“这个剧第一轮上演的时候非常惨,在小剧场上座率还不到30 %,几乎全都是送的票。第二轮上演时突然就变了,上座率上升到了70 %,而之后在人艺小剧场演出时,连续九场全部爆满。这个剧就这么火了。 ”北京风雷京剧团团长松岩谈到他们的话剧《网子》时说起了该剧从“票房惨淡”到“场场爆满”的过程。5月31日,由北京市文联主办的“话剧民族化的新尝试——风雷京剧团的话剧演出座谈会”召开,在场的专家学者共同探讨了风雷京剧团近些年排演的“京话剧” 《网子》和《缂丝箭衣》及“话剧民族化”等相关话题。
“京话剧”是松岩对《网子》 《缂丝箭衣》和今年年底将上演的《好角儿的代价》的定位,“实际就是讲京剧故事的京味话剧,我们的初心是想通过话剧这种通俗易懂的形式把京剧介绍给青年朋友们。 ”
“这家81岁的老剧团竟然还活着! ”
“2015年《网子》上演的时候,当我听到是风雷京剧团排的这个剧,我的第一反应不是这个戏排得怎么样,而是惊讶风雷这个老剧团竟然还活着!已经好多年没听过这个名字了。 ”话剧导演程辉说。
风雷京剧团成立于1937年,到今天已经有81年的历史,曾培养过众多优秀的京剧演员,并创作演出了许多经典剧目。在市场的推动下,近些年来风雷京剧团每年的演出场次都保持在500场以上。但如何吸引年轻观众?如何保证戏曲观众的代际传递?这些问题逐渐成为松岩和风雷京剧团考虑的问题。“2015年的时候,我们对年轻人群做了一些采访和调研,将这些年轻人的喜好和他们与京剧的关系做了分析。 ”
______
→ 书面题目: 请从风雷京剧团的报道最后一句之后接着写下去。 这些行与风雷京剧团的报道毫无关联。

→ 所示数据:
______
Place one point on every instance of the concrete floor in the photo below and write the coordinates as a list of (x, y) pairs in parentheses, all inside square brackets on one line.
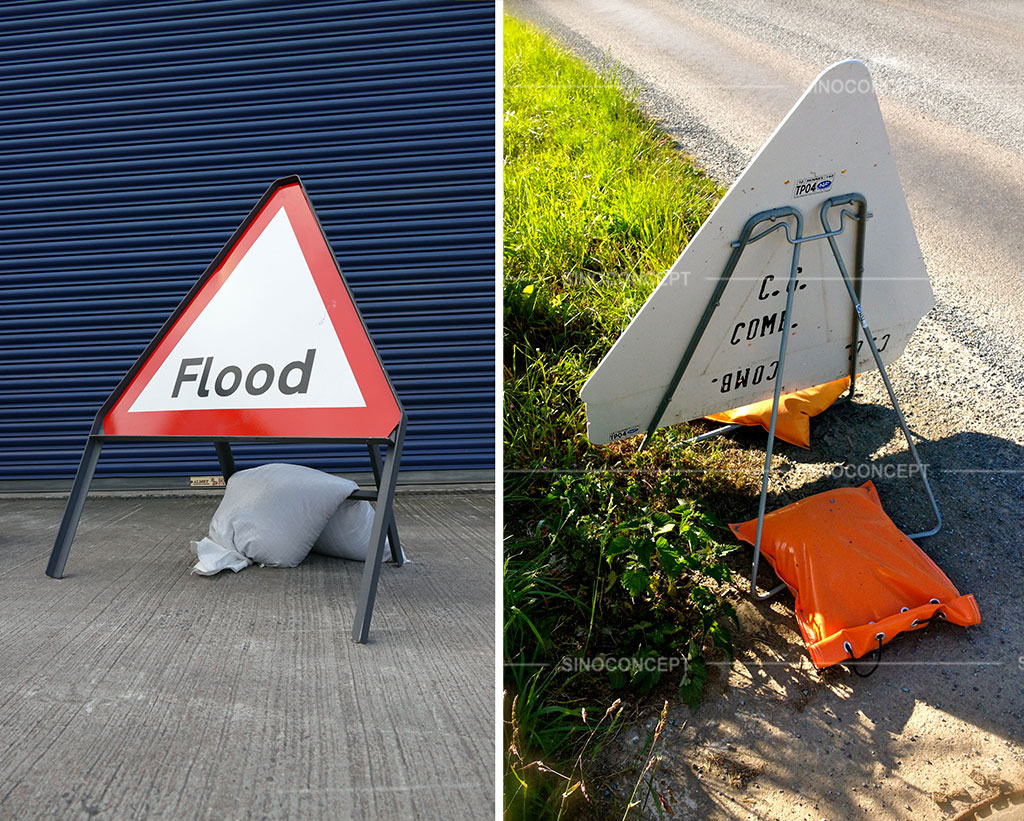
______
→ 最终结果:
经过调研,风雷决定跨界排演话剧, 《网子》应运而生。“网子”是戏曲中演员头饰的“衬底” , 《网子》讲述了梨园行内的故事,做了箱官儿给演员勒头的秋子为人顶替罪名而入狱,秋子收养的鸣春在秋子坐牢期间成了“角儿” ,出狱后,秋子与鸣春的关系发生了变化,后来的战争改变了他们的命运。 《网子》上演后,获得了“话剧舞台史上最专业的京剧表演”的美誉。随后,由松岩的儿子松天硕导演的《缂丝箭衣》同样讲述了戏班的故事,这部作品也引起了轰动。
“风雷京剧团这两个剧树立了榜样,作为京剧演员,他们把话剧演出做到了极致,塑造了丰富立体的人物。 ”国家话剧院演员李法曾给了《网子》和《缂丝箭衣》高度评价,“我在给相关专业的学生讲课时,或者在其他院团的研讨会上,经常提起风雷的这两个剧,我跟他们说,咱们这些演话剧的还不如人家京剧演员演得好,对人物的了解没人家细致。 ”
对此,北京人艺话剧表演艺术家蓝天野也有同感,他说:“松岩他们是京剧这一行的,因为太懂这一行了,太懂梨园里的种种细节,所以这个剧才好看。 ”“京剧题材的话剧还是有京剧底子的人来演才好啊。 ”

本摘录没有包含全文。